### Required tasks
1) In the psoriasis article, reproduce word for word the part that opens with the words containing "Myth #4: It" and closes with "different for everyone.".
2) Using the psoriasis article, decide whether each statement agrees with it, answering yes or no and quoting the words that settle it: (a) World Psoriasis Day falls on October 29 each year. (b) Poor hygiene can make psoriasis worse. (c) Four types of psoriasis exist.

### Exercise text
Psoriasis is a chronic autoimmune inflammatory condition of skin, which causes it to become silvery with white scales and reddish plaques. Along with impacting the skin, it affects individuals mentally and emotionally. This World Psoriasis Day, which is celebrated every year on October 29, it is essential to know the facts and break through the established wrongs tied to it. Come, let’s learn some popular myths about psoriasis.
Myths about psoriasis
People with psoriasis go through isolation, anxiety and are likely to have depression. Therefore, it is important for everyone to know the right facts about this condition and spread awareness as much as possible.
6 myths and facts associated with psoriasis:
Myth #1: Psoriasis is contagious
Since psoriasis is very visible, people think it is communicable. It is an absolutely non-contagious disease. It is an autoimmune disorder in which the regeneration of skin cells is accelerated at a very higher pace than usual. Any kind of physical contact with a person who has the condition, by no means will lead you to get psoriasis.
Myth #2: Poor hygiene leads to psoriasis
Psoriasis is an autoimmune disease and hygiene has no role in it. It is neither the cause nor could it elevate the disorder.
Myth #3: It is only a skin condition
Though it often manifests as red itchy patches on the skin, it could even affect nails, mouth, joints, etc, and cause several medical conditions such as psoriatic arthritis. The risk of developing heart disease, vision issues, heart conditions, etc also increases.
Myth #4: It is an adult condition
Genetics is one of the causes of the condition. So, psoriasis affects children as well with as high as a 50 percent chance if both parents have the disorder.
Myth #5: It only manifests as one type
Five types of psoriasis exist, depending on the etiology namely plaque, inverse, guttate, pustular, and erythrodermic.
Myth #6: There is no treatment
There isn’t any permanent cure for psoriasis yet but there exist effective treatments that can improve the severity of signs and symptoms and lowers the risk of developing other health conditions.
How to manage psoriasis?
Regular treatment is the key to managing psoriasis. Therefore, seeing a doctor is necessary and the best solution will be prescribed by your healthcare provider according to the severity of the disease as it is different for everyone.
Additionally, give extra moisturizer to the skin, don’t allow skin to dry, expose body to sunlight, do regular exercise to make joints stronger, reduce stress levels, and quit smoking and drinking alcohol to ease psoriasis.

### Supplied data
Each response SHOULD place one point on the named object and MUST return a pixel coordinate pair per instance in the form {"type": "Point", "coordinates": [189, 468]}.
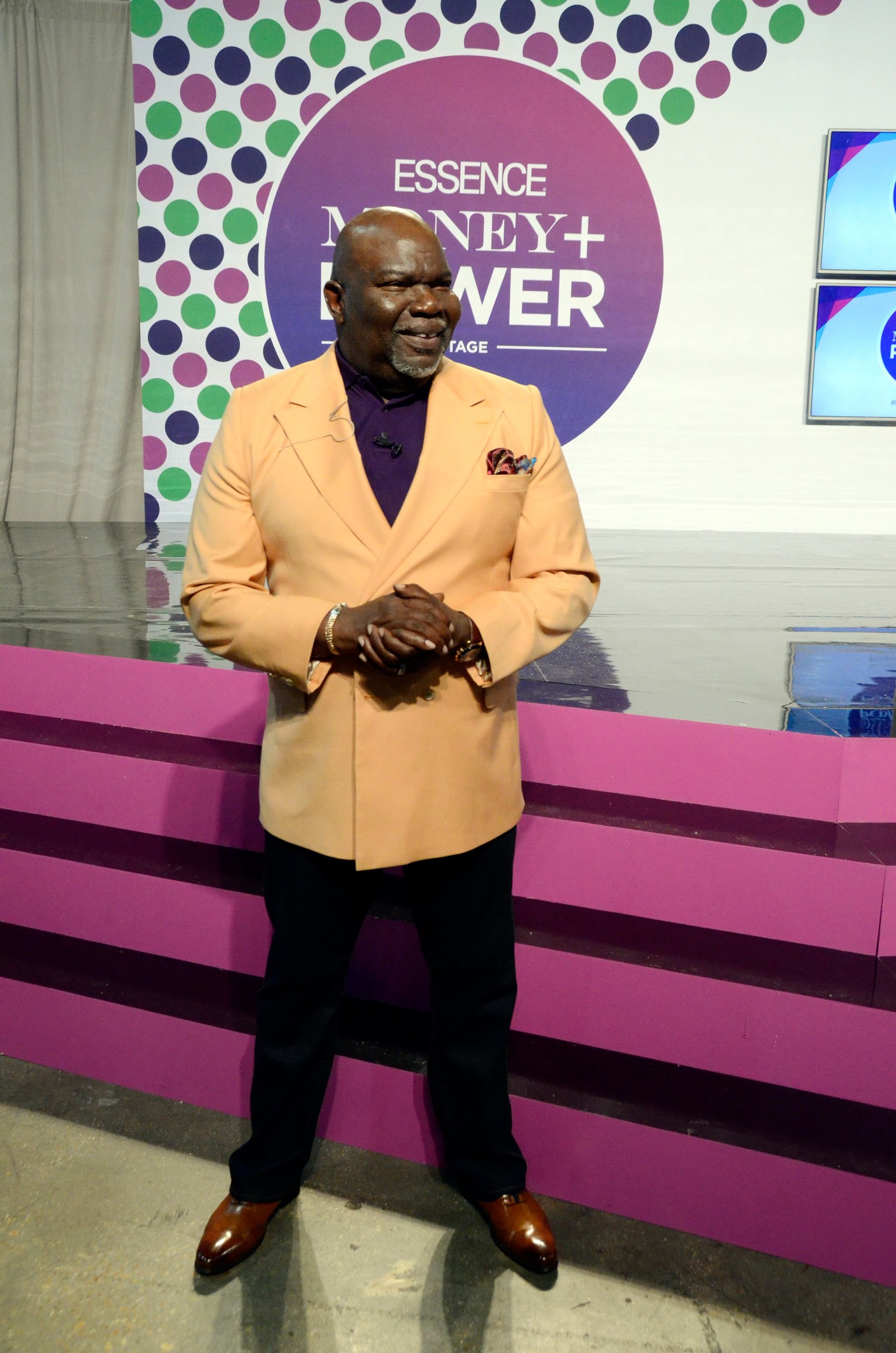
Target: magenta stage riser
{"type": "Point", "coordinates": [745, 889]}
{"type": "Point", "coordinates": [193, 803]}
{"type": "Point", "coordinates": [799, 1211]}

### Solved problems
1)
Myth #4: It is an adult condition
Genetics is one of the causes of the condition. So, psoriasis affects children as well with as high as a 50 percent chance if both parents have the disorder.
Myth #5: It only manifests as one type
Five types of psoriasis exist, depending on the etiology namely plaque, inverse, guttate, pustular, and erythrodermic.
Myth #6: There is no treatment
There isn’t any permanent cure for psoriasis yet but there exist effective treatments that can improve the severity of signs and symptoms and lowers the risk of developing other health conditions.
How to manage psoriasis?
Regular treatment is the key to managing psoriasis. Therefore, seeing a doctor is necessary and the best solution will be prescribed by your healthcare provider according to the severity of the disease as it is different for everyone.

2)
(a) Yes: "celebrated every year on October 29"
(b) No: "It is neither the cause nor could it elevate the disorder."
(c) No: "Five types of psoriasis exist"